◆ **Source excerpt**:
These banty hens don’t know when to quit.  They don’t  consult the calendar — or the farmer — and they just don’t recognize that it’s the wrong season for bringing more babies into the world.  They keep nesting.  They keep hatching out chicks, leading them through the leaves, teaching them to scratch in the dirt for seeds and other tasty snacks. 


Take this young banty hen.  As soon as the sun comes up, she leads her four chicks into the barn lot.  The chicks are tiny bundles of energy — really tiny, kind of like earth-toned cottonballs with legs. 


Those legs are fast though.  And strong, relatively.  They step, scratch, run, hop, and leap over crackling, dangerous leaves.  Most of those fallen leaves are bigger than the chicks.  A chick could get hurt falling over one.

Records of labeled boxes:
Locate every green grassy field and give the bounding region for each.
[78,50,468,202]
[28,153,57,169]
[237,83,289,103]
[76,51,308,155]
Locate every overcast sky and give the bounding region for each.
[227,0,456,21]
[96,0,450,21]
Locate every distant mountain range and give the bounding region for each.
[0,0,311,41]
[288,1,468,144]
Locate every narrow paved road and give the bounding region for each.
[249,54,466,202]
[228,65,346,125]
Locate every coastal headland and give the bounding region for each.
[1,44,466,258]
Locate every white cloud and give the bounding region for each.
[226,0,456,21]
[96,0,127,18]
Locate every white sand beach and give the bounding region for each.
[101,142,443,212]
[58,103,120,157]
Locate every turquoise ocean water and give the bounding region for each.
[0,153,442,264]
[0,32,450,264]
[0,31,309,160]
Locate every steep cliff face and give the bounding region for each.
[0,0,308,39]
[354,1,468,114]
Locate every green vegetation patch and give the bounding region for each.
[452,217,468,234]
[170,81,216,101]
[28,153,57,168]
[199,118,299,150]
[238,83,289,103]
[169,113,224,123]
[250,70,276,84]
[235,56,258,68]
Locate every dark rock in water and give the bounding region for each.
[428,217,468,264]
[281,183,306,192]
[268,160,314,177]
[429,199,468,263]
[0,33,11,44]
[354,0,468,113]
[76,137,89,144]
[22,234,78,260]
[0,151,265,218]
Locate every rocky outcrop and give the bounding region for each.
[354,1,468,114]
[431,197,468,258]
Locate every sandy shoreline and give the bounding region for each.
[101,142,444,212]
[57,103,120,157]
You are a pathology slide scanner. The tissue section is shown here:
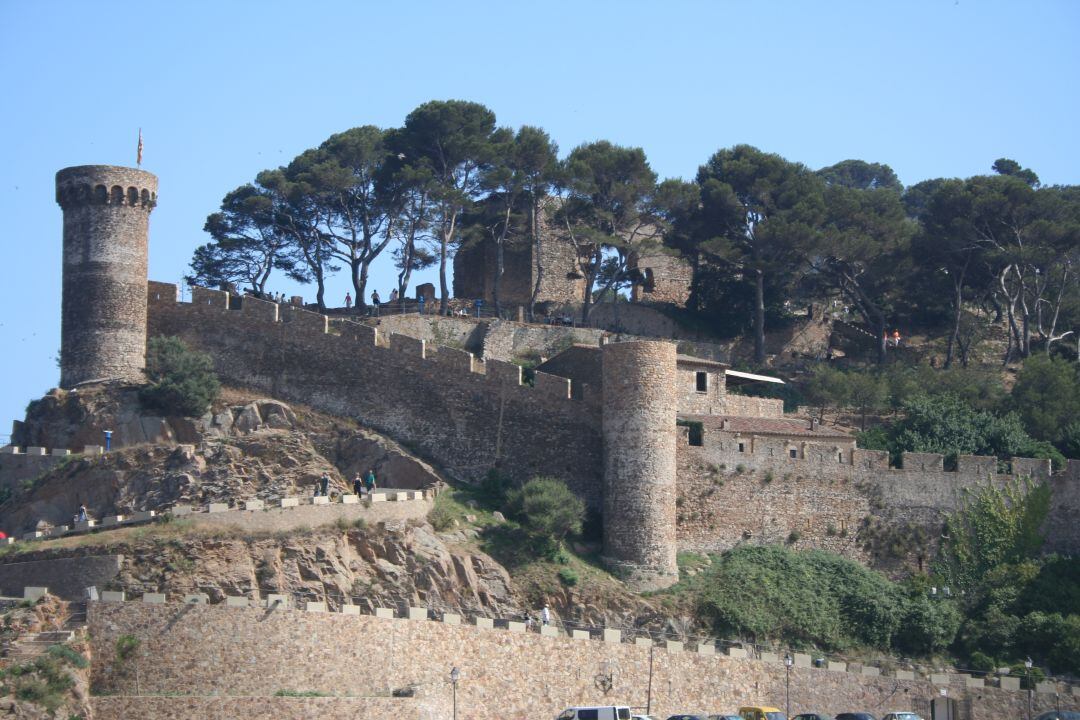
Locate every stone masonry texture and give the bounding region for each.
[56,165,158,388]
[143,283,1080,567]
[603,341,678,587]
[149,283,602,507]
[89,602,1078,720]
[0,555,123,600]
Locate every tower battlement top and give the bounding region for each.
[56,165,158,209]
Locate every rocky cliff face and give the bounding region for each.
[0,386,442,533]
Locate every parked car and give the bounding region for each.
[739,705,787,720]
[555,705,630,720]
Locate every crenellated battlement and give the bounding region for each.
[681,427,1054,484]
[148,281,596,403]
[56,165,158,212]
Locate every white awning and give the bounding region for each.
[724,370,786,385]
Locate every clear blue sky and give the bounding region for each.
[0,0,1080,441]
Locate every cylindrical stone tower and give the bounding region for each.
[603,341,678,589]
[56,165,158,388]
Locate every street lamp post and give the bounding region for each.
[450,665,461,720]
[1024,657,1032,720]
[784,653,795,719]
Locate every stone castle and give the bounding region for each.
[38,166,1080,588]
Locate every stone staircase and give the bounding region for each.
[0,602,86,665]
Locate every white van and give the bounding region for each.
[555,705,630,720]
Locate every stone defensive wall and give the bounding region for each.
[677,426,1080,556]
[10,489,432,552]
[0,555,124,600]
[88,588,1080,720]
[148,282,602,506]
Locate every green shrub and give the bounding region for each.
[894,595,963,655]
[968,650,998,673]
[699,545,903,651]
[558,568,578,587]
[139,336,220,417]
[507,477,585,548]
[0,653,76,712]
[480,467,513,507]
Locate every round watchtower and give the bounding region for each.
[604,341,678,589]
[56,165,158,388]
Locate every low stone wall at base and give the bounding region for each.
[91,695,432,720]
[89,602,1080,720]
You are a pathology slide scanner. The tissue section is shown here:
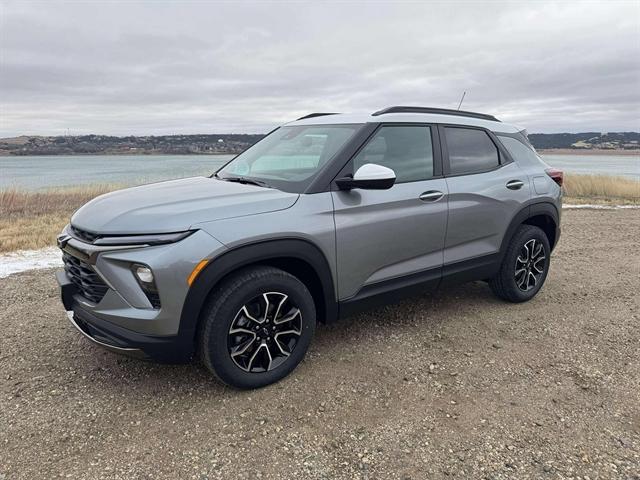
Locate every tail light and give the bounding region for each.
[545,168,564,187]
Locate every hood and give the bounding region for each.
[71,177,298,234]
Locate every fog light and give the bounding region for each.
[134,265,153,283]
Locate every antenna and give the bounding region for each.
[458,90,467,110]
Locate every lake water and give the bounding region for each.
[0,155,640,190]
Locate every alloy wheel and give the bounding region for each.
[515,238,547,292]
[227,292,302,373]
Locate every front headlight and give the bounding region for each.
[93,230,195,247]
[131,263,160,309]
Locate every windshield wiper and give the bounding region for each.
[216,174,271,188]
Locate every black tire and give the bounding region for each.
[198,266,316,389]
[489,225,551,303]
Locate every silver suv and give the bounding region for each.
[57,107,562,388]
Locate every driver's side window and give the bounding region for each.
[353,125,433,183]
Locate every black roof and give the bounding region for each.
[370,106,500,122]
[296,112,337,122]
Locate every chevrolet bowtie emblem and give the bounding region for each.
[57,233,71,248]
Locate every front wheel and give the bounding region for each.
[198,267,316,388]
[489,225,551,303]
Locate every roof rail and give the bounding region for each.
[371,106,500,122]
[296,112,337,122]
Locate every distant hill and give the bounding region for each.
[0,134,264,155]
[529,132,640,150]
[0,132,640,155]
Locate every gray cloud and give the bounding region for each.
[0,0,640,136]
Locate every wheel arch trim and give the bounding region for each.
[180,238,338,344]
[500,201,560,262]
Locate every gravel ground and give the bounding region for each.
[0,210,640,479]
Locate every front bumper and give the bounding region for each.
[56,272,193,363]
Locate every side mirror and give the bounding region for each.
[336,163,396,190]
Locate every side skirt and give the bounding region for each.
[339,253,500,318]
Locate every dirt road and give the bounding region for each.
[0,210,640,479]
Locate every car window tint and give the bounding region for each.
[353,126,433,183]
[498,135,542,165]
[445,127,500,175]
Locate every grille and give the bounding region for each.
[69,225,98,243]
[62,252,109,303]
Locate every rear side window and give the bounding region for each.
[498,135,542,165]
[353,125,433,183]
[445,127,500,175]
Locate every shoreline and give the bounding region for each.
[536,148,640,157]
[0,152,239,158]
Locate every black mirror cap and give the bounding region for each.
[336,176,396,190]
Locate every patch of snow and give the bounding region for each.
[562,203,640,210]
[0,247,62,278]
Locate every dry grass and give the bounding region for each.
[564,174,640,204]
[0,185,120,253]
[0,175,640,253]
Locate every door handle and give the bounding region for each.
[418,190,444,202]
[507,180,524,190]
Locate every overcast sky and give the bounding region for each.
[0,0,640,137]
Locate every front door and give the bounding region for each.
[332,124,447,300]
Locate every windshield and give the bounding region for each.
[216,125,361,193]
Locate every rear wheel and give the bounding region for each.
[199,267,316,388]
[489,225,551,302]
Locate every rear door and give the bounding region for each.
[439,125,531,265]
[332,124,447,300]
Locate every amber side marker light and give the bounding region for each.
[187,260,209,286]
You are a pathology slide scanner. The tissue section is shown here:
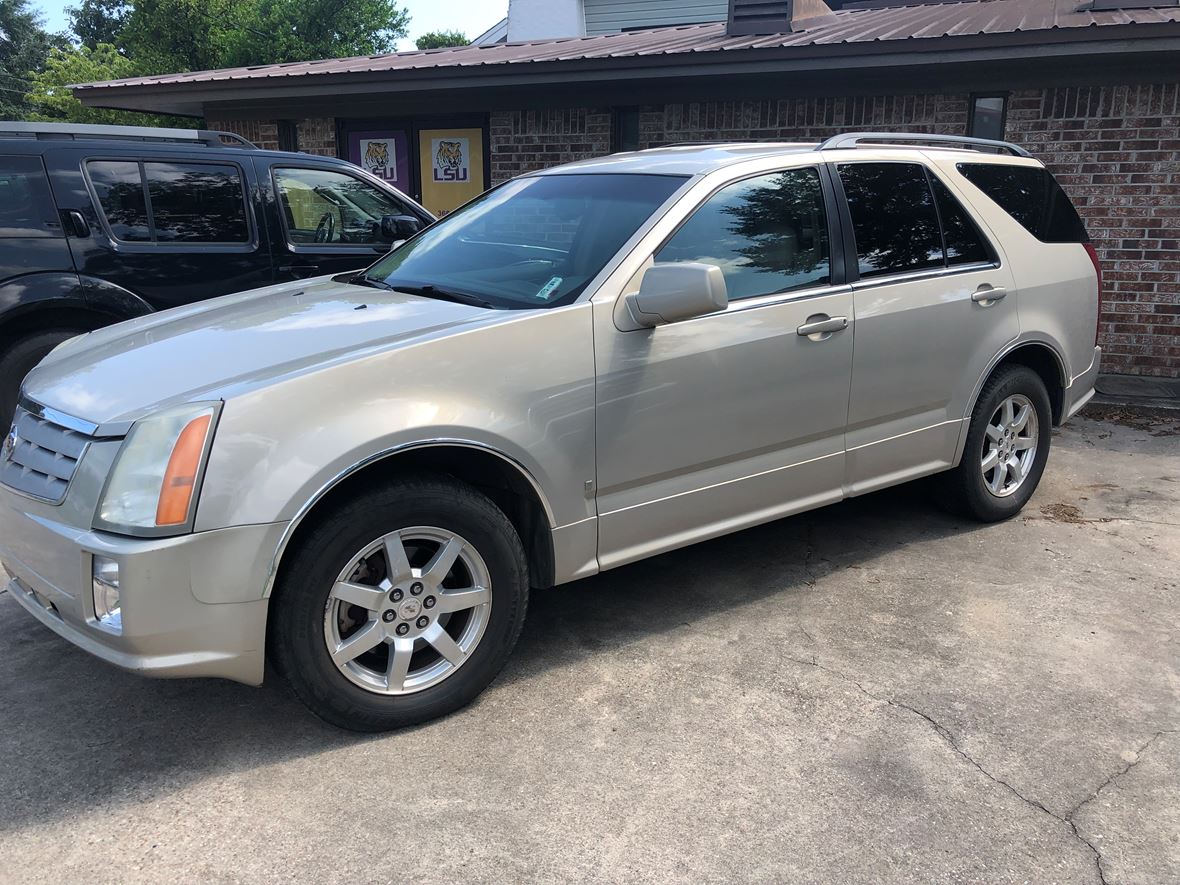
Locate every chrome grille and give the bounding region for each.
[0,407,91,504]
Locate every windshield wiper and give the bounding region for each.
[391,287,496,310]
[348,274,393,291]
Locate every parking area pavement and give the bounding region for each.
[0,412,1180,884]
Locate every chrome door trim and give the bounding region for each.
[262,437,557,599]
[850,261,1003,291]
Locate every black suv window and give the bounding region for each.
[839,163,944,277]
[0,157,61,237]
[144,163,250,243]
[275,168,417,245]
[957,163,1089,243]
[655,169,832,300]
[930,176,992,267]
[86,159,250,243]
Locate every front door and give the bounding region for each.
[595,168,853,568]
[837,151,1020,494]
[258,160,430,282]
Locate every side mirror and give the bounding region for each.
[627,262,729,328]
[381,215,422,241]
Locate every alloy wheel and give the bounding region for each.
[979,393,1040,498]
[323,526,492,695]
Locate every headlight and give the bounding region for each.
[94,402,221,535]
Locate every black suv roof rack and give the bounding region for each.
[0,120,260,151]
[819,132,1033,157]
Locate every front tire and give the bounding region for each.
[269,477,529,732]
[943,366,1053,523]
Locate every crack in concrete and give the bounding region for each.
[787,655,1128,885]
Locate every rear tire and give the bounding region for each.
[0,328,86,434]
[940,366,1053,523]
[269,477,529,732]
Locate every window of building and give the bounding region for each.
[275,162,417,245]
[957,163,1089,243]
[655,169,832,301]
[611,107,640,152]
[839,163,944,277]
[0,157,61,237]
[278,120,299,151]
[86,160,250,244]
[966,96,1008,142]
[930,176,992,267]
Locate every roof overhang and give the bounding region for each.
[73,22,1180,117]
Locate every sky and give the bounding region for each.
[31,0,509,50]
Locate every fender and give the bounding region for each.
[262,439,556,599]
[0,271,152,328]
[953,335,1071,466]
[81,276,156,321]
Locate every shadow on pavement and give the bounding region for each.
[0,484,981,830]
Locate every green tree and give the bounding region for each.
[122,0,409,73]
[66,0,131,50]
[0,0,66,120]
[414,31,471,50]
[27,42,184,129]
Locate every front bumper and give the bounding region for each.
[1061,347,1102,421]
[0,489,284,684]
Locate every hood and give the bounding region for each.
[22,277,493,425]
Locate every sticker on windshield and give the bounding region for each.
[537,276,562,301]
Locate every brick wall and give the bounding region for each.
[489,107,611,184]
[210,84,1180,378]
[491,90,1180,378]
[1008,84,1180,378]
[208,117,336,157]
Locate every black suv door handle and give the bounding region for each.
[61,209,90,237]
[278,264,320,280]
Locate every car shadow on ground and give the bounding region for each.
[0,484,983,830]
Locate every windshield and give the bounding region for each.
[365,173,687,309]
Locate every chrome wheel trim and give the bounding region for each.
[323,525,492,695]
[979,393,1040,498]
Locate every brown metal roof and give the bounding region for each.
[74,0,1180,96]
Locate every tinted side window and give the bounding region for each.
[275,169,417,245]
[86,160,151,243]
[655,169,831,300]
[144,163,250,243]
[930,176,991,266]
[0,157,63,237]
[839,163,943,277]
[957,163,1089,243]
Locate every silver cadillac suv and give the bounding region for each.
[0,133,1101,730]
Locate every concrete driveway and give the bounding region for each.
[0,419,1180,883]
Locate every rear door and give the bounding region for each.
[53,151,271,310]
[257,159,432,282]
[833,151,1020,494]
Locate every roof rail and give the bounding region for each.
[0,120,260,151]
[819,132,1033,157]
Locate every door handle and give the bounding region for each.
[971,291,1008,307]
[795,314,848,341]
[61,209,90,237]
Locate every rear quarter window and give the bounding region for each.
[956,163,1089,243]
[0,157,63,238]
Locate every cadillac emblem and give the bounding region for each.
[0,425,20,461]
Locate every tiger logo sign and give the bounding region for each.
[361,138,398,182]
[432,138,471,184]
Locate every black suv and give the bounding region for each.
[0,122,433,427]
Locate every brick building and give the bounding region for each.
[76,0,1180,378]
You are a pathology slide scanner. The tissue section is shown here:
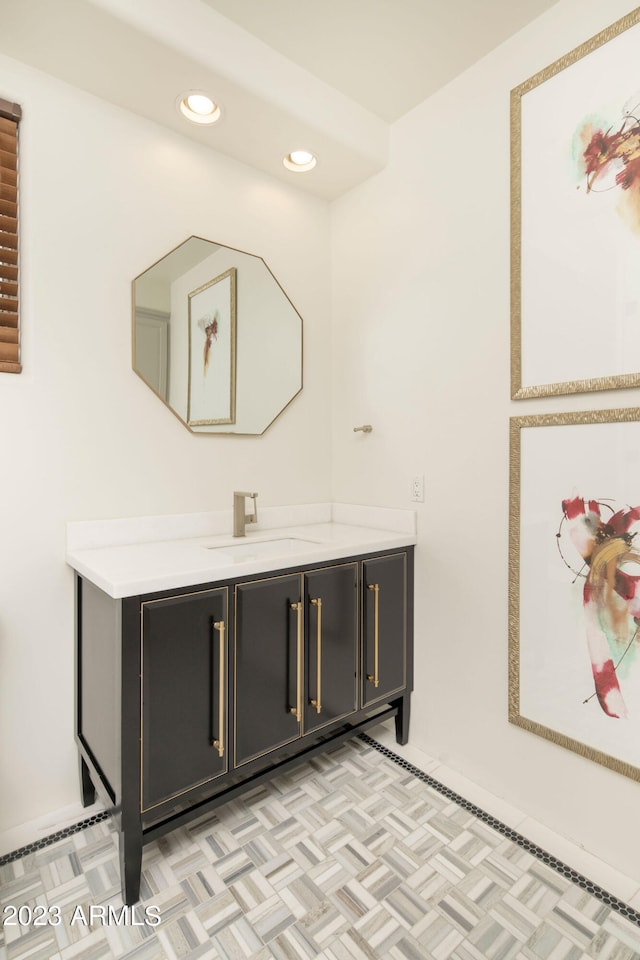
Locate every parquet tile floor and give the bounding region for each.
[0,736,640,960]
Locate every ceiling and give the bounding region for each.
[203,0,556,122]
[0,0,557,200]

◆ **Problem details**:
Extend the piece about the banty hens and their chicks, picking up after its last sentence.

◆ **Exercise answer**:
After a while, those little legs get tired.


Mama hen picks out a place in the sunshine, and the chicks head for their warm spot under mama’s feathers.


Dive!  Dive!  Dive into the feathers!  Quick or the good spots will be taken!


They’re all in except the daydreamer.   It’s still staring around, enjoying the sunshine, listening to the birds sing.


Hey!  Wait for me!


Ah . . . safe and warm beneath mama’s bosom. 

Um, do chickens have bosoms?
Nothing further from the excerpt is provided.